### Texte fourni
Autres mesures, relevant cette fois-ci de la revue à la baisse des dotations de voyage ou encore du pourcentage des  montants des chiffres d’affaires en devise que les sociétés marocaines exportatrices peuvent utiliser sont susceptibles d’alléger la pression sur nos réserves en devise. Sans oublier la réduction de nos importations en produits non vitaux pour la vie des Marocains (comme les produits de luxe). Cette dernière mesure peut être perçue comme une atteinte à la liberté d’entreprendre. Toutefois, le principe de proportionnalité autorise une telle limitation de droit tant qu’elle est au service de l’intérêt général.

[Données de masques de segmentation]
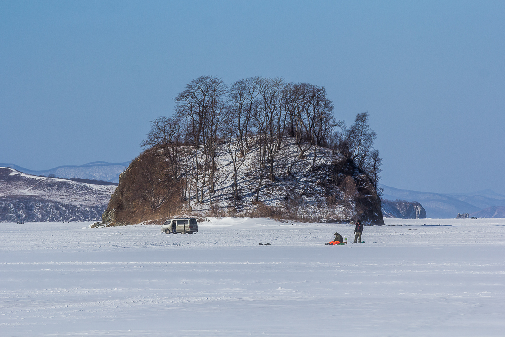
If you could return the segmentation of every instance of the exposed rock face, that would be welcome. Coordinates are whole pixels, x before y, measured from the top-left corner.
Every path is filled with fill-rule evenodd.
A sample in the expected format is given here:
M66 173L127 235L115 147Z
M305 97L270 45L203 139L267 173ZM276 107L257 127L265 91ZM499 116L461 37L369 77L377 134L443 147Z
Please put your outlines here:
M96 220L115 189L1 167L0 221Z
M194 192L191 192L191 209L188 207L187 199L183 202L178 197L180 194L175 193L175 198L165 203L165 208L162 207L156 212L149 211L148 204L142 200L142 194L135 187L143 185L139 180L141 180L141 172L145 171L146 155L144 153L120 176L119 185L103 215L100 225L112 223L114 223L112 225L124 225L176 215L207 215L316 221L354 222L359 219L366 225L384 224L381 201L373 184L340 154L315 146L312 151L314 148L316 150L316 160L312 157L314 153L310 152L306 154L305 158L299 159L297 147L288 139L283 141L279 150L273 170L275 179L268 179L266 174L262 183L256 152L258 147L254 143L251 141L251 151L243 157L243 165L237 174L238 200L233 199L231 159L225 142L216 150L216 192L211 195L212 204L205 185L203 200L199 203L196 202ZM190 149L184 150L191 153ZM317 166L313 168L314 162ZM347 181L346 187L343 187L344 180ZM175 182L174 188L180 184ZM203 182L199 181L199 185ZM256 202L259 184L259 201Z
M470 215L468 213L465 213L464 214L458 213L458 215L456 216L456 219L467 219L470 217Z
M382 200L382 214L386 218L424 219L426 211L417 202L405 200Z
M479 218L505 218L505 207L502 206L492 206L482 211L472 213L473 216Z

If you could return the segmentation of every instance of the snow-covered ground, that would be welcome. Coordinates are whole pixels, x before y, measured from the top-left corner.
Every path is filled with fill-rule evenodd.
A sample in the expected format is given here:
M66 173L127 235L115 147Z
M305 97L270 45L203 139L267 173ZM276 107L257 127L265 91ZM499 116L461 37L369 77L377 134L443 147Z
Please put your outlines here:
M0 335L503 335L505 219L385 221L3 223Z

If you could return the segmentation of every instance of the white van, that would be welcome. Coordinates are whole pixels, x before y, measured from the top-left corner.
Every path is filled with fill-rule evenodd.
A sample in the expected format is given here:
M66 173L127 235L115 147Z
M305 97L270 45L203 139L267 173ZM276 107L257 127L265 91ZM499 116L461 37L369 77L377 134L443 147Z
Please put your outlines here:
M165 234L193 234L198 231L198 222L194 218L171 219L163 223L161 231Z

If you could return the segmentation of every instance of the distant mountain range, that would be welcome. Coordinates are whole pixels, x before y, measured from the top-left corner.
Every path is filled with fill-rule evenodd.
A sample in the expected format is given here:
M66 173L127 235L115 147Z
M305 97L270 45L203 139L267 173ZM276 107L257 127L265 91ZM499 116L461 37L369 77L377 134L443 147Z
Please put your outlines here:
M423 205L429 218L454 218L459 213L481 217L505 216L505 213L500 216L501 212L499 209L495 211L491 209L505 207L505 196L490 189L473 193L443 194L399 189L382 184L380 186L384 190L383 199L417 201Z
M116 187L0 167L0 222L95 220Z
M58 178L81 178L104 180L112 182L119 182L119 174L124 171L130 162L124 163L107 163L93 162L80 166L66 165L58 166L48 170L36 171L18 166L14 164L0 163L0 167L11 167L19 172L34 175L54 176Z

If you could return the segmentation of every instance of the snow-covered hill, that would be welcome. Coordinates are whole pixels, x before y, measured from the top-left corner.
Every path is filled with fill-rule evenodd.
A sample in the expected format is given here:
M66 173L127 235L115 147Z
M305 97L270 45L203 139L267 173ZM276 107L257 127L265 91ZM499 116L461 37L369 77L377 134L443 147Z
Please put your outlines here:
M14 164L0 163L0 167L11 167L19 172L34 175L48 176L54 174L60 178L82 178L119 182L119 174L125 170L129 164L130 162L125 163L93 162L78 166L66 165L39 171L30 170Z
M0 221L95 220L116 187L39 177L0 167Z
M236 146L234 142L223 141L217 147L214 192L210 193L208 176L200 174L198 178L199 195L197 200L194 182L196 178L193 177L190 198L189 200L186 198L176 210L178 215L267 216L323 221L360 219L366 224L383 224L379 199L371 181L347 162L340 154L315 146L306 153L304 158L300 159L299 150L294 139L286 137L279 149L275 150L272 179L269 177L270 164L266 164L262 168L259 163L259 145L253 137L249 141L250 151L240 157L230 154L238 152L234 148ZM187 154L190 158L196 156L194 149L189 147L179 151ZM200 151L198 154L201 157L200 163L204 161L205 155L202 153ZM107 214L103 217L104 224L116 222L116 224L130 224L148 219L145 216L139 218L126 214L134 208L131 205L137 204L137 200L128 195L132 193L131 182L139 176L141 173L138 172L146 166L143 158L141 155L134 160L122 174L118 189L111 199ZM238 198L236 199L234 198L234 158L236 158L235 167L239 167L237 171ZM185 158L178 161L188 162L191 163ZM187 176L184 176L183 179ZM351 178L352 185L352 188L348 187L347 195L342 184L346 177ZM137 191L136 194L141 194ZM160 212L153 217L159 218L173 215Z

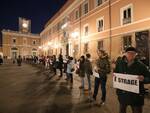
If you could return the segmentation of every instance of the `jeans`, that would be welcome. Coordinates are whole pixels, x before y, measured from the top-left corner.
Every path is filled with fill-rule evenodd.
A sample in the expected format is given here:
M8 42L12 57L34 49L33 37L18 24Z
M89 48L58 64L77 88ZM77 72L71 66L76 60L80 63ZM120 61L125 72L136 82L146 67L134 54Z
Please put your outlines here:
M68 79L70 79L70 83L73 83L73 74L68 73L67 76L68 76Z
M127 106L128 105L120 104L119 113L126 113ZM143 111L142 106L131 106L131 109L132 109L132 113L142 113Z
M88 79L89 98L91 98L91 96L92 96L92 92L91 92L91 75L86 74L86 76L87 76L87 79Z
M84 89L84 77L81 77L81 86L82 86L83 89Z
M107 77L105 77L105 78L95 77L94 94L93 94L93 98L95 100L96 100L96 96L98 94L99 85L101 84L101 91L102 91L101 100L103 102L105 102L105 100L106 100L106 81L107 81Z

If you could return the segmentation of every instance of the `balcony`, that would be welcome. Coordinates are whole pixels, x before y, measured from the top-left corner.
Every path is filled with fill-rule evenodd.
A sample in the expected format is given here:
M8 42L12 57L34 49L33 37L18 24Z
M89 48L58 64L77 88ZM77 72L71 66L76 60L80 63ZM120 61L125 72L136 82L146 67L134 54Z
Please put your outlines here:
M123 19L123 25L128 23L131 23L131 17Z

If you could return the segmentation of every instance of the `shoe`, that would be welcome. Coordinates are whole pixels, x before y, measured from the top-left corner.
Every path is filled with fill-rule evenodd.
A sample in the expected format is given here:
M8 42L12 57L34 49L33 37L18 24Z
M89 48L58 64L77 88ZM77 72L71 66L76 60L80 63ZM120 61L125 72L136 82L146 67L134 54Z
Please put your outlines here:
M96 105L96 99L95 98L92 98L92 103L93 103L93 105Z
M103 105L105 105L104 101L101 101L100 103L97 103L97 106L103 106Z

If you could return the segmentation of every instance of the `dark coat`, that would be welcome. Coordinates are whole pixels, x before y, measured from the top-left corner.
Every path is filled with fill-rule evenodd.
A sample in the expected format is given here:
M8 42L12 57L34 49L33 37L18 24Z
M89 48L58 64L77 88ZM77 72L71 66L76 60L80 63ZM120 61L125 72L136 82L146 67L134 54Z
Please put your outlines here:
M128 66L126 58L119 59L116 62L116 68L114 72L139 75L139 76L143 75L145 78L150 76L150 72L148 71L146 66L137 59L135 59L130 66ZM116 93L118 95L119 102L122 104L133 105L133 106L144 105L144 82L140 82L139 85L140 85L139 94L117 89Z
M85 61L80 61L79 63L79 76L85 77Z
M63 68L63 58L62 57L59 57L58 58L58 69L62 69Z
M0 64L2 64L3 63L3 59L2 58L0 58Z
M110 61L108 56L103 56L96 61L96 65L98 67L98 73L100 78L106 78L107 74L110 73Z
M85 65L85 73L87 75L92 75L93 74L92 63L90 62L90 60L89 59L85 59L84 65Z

### Exercices à traiter
1) Dans le texte sur les réserves en devises, pourquoi la réduction des importations de produits non vitaux peut-elle être admise alors qu'elle peut passer pour une atteinte à la liberté d'entreprendre ? Répondez en une à trois phrases.
2) Poursuivez le texte sur les réserves en devises à partir de sa dernière phrase.
Ces enregistrements proviennent d'une autre source.

### Corrigé de l'exercice
1) Le principe de proportionnalité autorise une telle limitation de droit tant qu'elle est au service de l'intérêt général. La mesure reste donc admissible malgré l'atteinte possible à la liberté d'entreprendre.

2)
  • Vers une émission locale de ‘’Covid19-Bonds’’

Les caisses de l’Etat risquent de s’asphyxier face aux différentes obligations qu’il doit honorer. Assurer la continuité des services de l’Etat est l’affaire de tous les Marocains loin des considérations politiques ou idéologiques. Cette crise nous impose de nouveaux défis dont les réponses doivent se démarquer des logiques classiques de soutien. L’acquisition de certificats d’obligations (Covid 19 – bonds) structurés pour les besoins de contrecarrer les effets néfastes de cette pandémie est un acte citoyen qui nous honore tous.

Ces obligations peuvent être d’une échéance de deux à cinq ans et à zéro-coupon (paiement des coupons à l’échéance) dont le taux de rémunération pourrait se limiter au taux d’inflation. Le nominal pourrait être aussi faible que 200 dirhams avec une distribution garantie auprès de toutes les agences bancaires ainsi que celles de Barid Bank.

La planche à billets

Finalement, la planche à billet est une option que certains économistes mettent en avant comme étant inéluctable dans cette crise.

Certes, la corrélation entre la masse monétaire et les actifs générés dans les économies des différents pays fait partie d’un autre temps.  En effet, les banques se sont vues déléguer, par le régulateur central, la tâche de la création monétaire.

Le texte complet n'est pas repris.